• [DESCRIPTION OF THE TASK]:
Below are entries to be transcribed exactly; exclude the pictures from the copy.

··· EXERCISE MATERIAL

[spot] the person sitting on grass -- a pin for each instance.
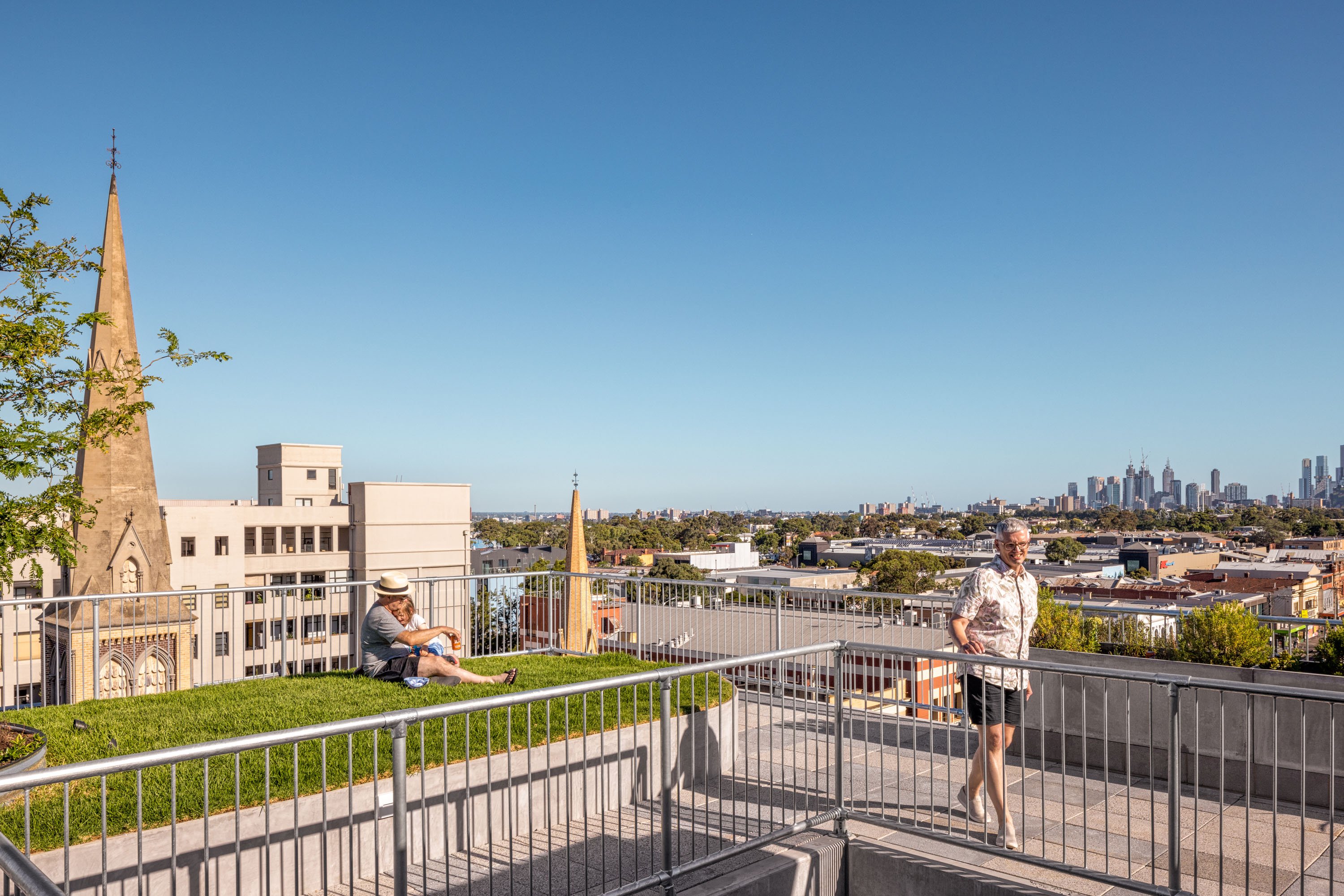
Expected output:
(386, 644)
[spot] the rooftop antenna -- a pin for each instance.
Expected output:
(112, 163)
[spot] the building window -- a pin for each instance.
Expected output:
(30, 590)
(315, 629)
(314, 578)
(27, 645)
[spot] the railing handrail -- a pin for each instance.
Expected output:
(1100, 672)
(167, 755)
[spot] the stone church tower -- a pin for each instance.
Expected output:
(129, 645)
(127, 549)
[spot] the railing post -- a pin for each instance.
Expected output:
(779, 643)
(97, 655)
(1174, 831)
(400, 872)
(284, 636)
(840, 831)
(666, 761)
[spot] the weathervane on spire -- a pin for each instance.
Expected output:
(112, 163)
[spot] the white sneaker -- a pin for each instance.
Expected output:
(975, 806)
(1008, 837)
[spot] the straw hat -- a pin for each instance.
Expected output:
(393, 585)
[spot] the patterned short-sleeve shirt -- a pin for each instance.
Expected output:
(1002, 609)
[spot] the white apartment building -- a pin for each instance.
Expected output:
(300, 532)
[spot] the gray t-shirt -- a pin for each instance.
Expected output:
(378, 640)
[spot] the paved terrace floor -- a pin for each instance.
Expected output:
(909, 772)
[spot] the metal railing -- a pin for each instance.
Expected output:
(1125, 777)
(642, 770)
(68, 649)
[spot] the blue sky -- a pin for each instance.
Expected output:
(789, 256)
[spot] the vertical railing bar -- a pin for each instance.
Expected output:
(400, 866)
(666, 766)
(323, 848)
(140, 833)
(238, 823)
(1174, 792)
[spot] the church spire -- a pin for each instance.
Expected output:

······

• [WRITTEN RESPONSE]:
[spot] the person sitting on grass -- a pin for each instance.
Expected output:
(386, 644)
[spot] the rooftop antenna -- a pin for each instance.
Expected output:
(112, 163)
[spot] the building window -- a pin for each instance.
Expected output:
(30, 590)
(315, 629)
(314, 578)
(27, 645)
[spot] the railing handrail -- a pin for each instance.
Expected output:
(1100, 672)
(167, 755)
[spot] the stone church tower -- a pin for each instance.
Expected output:
(129, 645)
(127, 549)
[spot] the railing post -- a pin for each instance.
Expected output:
(779, 643)
(97, 655)
(1174, 831)
(400, 872)
(284, 636)
(840, 831)
(666, 761)
[spot] the weathervane on spire -- a pin for each instance.
Expected output:
(112, 163)
[spot] the white sneaker -- a pin for each instance.
Expected output:
(975, 806)
(1008, 837)
[spot] the straw hat -- a pin for each instance.
Expected output:
(393, 585)
[spot] the patterned short-sleeve shirt -- a pin for each instance.
Expected output:
(1002, 609)
[spot] the white apartment building -- a pin for each instance.
Expected output:
(300, 532)
[spot] the gray t-shirt -- a pin for each instance.
Expected output:
(378, 640)
[spot] the paved terrace floor -- a pin for each instance.
Expected output:
(909, 772)
[spot] the metal railing -- a pin for each instance.
Expected output:
(1125, 777)
(642, 770)
(68, 649)
[spot] the blue sky -- a pin for each instance.
Expected output:
(789, 256)
[spot] the vertical railing bar -- a pin for each instance.
Expected output:
(400, 866)
(666, 766)
(323, 848)
(140, 833)
(238, 823)
(1174, 792)
[spot] the church spire -- a pin for each instance.
Expected output:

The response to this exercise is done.